• Enunciado: Com base no trecho de jurisprudência do STJ, diga se cada afirmação concorda com ele, respondendo sim ou não e transcrevendo literalmente as palavras decisivas: (a) o relator do EREsp 917437/MG foi o Min. Castro Meira; (b) nas hipóteses do art. 10 da Lei 8.429/92, exige-se necessariamente dolo; (c) no EREsp 917437/MG, os embargos de divergência foram providos.

• Trecho do texto:
· · · ·

Consequentemente, afasta-se a responsabilidade objetiva dos administradores,
não se fazendo necessária a demonstração da ocorrência de dano para a Administração Pública. Precedentes. 2.
Embargos de divergência não providos. (STJ – Primeira Seção. EREsp 917437/MG – Embargos
de Divergência em
Recurso Especial 2008/0236837-6. Relator: Min. Castro Meira.
DJe 22/10/2010).
PROCESSUAL CIVIL E ADMINISTRATIVO. EMBARGOS DE
DIVERGÊNCIA. IMPROBIDADE ADMINISTRATIVA. TIPIFICAÇÃO. INDISPENSABILIDADE DO
ELEMENTO SUBJETIVO (DOLO, NAS HIPÓTESES DOS ARTIGOS 9º E 11 DA LEI 8.429/92 E
CULPA, PELO MENOS, NAS HIPÓTESES DO ART. 10) PRECEDENTES DE AMBAS AS TURMAS DA
1ª SEÇÃO. RECURSO PROVIDO (STJ - Primeira Seção. EREsp 479812/SP Embargos de
Divergência em
Recurso Especial 2007/0294026-8 – Relator: Min. Teori Albino
Zavascki. DJE 27/09/2010).

· · · ·

• Amostra dos dados:
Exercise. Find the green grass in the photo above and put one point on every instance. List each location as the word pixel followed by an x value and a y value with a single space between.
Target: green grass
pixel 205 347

· · · ·

• Resposta:
(a) Sim: "Relator: Min. Castro Meira."
(b) Não: "CULPA, PELO MENOS, NAS HIPÓTESES DO ART. 10"
(c) Não: "Embargos de divergência não providos."